▶ DIRECTIONS FOR THIS TASK
Copy the stretch from the line that contains "For every instance of the fishing" through the line that contains "pixel 107 146", putting "monofilament line" wherever "fishing line" appears and changing nothing else.

··········

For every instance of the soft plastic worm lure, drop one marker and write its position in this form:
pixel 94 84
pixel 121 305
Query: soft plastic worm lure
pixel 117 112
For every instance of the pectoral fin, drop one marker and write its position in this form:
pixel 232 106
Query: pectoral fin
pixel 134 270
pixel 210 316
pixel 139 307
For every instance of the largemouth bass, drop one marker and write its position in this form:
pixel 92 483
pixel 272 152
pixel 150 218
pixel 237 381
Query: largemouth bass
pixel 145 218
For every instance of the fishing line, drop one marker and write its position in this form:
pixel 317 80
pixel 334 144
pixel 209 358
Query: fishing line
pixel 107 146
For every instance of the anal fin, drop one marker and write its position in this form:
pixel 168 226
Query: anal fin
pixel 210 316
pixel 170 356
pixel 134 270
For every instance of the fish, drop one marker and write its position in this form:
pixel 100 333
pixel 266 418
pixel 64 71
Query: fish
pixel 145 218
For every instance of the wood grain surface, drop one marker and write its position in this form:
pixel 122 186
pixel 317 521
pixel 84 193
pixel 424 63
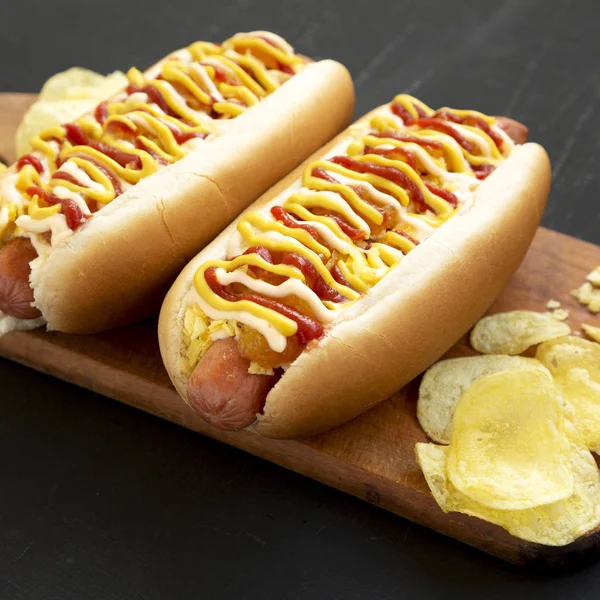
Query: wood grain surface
pixel 371 457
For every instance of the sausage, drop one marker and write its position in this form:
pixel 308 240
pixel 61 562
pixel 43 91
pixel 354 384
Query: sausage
pixel 222 391
pixel 516 131
pixel 16 295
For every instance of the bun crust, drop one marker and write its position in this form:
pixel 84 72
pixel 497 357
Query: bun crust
pixel 117 267
pixel 407 320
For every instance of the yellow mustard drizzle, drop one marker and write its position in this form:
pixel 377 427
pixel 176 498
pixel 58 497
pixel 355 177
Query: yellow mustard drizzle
pixel 445 165
pixel 197 87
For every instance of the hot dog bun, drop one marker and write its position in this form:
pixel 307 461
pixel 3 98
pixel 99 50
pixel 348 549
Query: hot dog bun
pixel 132 250
pixel 116 267
pixel 407 320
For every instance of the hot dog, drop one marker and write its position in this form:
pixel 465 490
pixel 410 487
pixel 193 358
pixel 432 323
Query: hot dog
pixel 105 211
pixel 356 272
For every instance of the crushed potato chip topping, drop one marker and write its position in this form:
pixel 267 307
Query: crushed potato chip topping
pixel 516 331
pixel 65 97
pixel 199 335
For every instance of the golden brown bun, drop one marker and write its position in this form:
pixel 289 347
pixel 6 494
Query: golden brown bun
pixel 116 267
pixel 406 321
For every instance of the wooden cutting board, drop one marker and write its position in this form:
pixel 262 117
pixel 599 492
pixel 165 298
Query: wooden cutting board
pixel 373 456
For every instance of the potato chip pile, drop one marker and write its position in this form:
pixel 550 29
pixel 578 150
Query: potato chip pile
pixel 514 434
pixel 65 97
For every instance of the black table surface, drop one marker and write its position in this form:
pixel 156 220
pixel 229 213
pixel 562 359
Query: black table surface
pixel 99 501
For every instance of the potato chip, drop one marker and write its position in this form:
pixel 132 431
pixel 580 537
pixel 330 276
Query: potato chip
pixel 509 448
pixel 514 332
pixel 82 84
pixel 445 382
pixel 592 332
pixel 65 97
pixel 575 367
pixel 555 524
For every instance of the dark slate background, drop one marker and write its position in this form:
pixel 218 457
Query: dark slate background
pixel 100 502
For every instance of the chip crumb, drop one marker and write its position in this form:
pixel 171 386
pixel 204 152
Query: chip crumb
pixel 588 296
pixel 591 331
pixel 594 277
pixel 589 293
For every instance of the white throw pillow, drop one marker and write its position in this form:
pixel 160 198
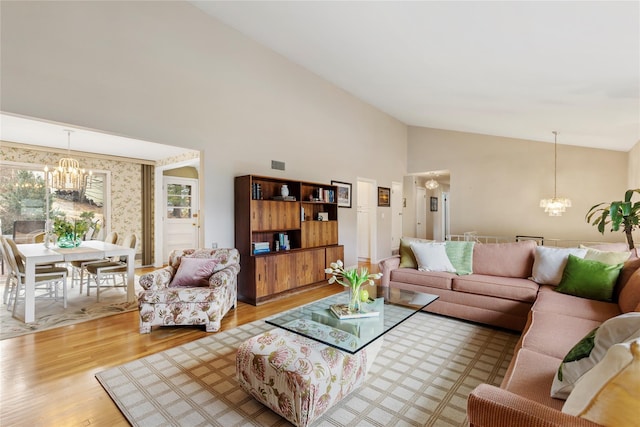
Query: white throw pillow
pixel 591 349
pixel 549 263
pixel 432 257
pixel 609 394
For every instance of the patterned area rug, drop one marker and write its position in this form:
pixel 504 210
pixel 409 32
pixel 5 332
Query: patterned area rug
pixel 422 376
pixel 51 314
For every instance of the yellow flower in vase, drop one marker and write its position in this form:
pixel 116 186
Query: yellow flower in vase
pixel 352 279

··········

▶ WORKED ANSWER
For every instance of the monofilament line, drop one marker and write its position in this form:
pixel 317 80
pixel 334 144
pixel 209 358
Query: monofilament line
pixel 107 146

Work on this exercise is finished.